What you have to do: Starting with the line containing "Box each sky" and continuing through the end of the records, write out every line again, requests included, adding -57 to each bounding-box coordinate in the answers.

-=-=-=-=-

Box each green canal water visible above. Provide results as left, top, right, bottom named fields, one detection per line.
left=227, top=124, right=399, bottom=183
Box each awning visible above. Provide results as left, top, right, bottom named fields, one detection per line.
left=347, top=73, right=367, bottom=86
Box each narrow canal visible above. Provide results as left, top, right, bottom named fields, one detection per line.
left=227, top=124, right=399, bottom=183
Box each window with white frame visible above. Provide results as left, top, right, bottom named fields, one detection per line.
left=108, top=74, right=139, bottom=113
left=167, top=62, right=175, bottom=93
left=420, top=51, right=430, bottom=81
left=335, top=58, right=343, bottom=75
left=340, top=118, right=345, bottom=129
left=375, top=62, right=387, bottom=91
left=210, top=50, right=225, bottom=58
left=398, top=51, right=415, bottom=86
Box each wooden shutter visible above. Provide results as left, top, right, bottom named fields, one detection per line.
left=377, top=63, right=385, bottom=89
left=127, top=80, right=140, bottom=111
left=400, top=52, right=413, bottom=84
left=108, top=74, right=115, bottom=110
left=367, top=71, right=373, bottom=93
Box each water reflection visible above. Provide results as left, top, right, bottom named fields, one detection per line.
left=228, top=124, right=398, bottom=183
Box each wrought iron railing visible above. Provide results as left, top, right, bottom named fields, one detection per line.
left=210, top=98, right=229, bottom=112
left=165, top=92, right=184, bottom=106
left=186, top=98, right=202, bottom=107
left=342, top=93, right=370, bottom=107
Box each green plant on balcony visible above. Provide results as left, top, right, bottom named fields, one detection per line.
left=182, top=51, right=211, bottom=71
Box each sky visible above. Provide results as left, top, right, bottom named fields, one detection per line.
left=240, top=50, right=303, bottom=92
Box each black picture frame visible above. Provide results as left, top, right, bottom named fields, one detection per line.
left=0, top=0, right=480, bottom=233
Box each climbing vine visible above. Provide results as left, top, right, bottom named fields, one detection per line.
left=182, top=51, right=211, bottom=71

-=-=-=-=-

Exercise result:
Box each sky visible above. Provide results as left, top, right, bottom named fields, one detection per line.
left=183, top=-7, right=246, bottom=35
Box each black picture frame visible above. Provide results as left, top, right, bottom named fields, one detection per line.
left=-57, top=-57, right=423, bottom=176
Box each climbing vine visible above. Provide results as left, top, right, bottom named fields, one detection per line.
left=125, top=-6, right=154, bottom=14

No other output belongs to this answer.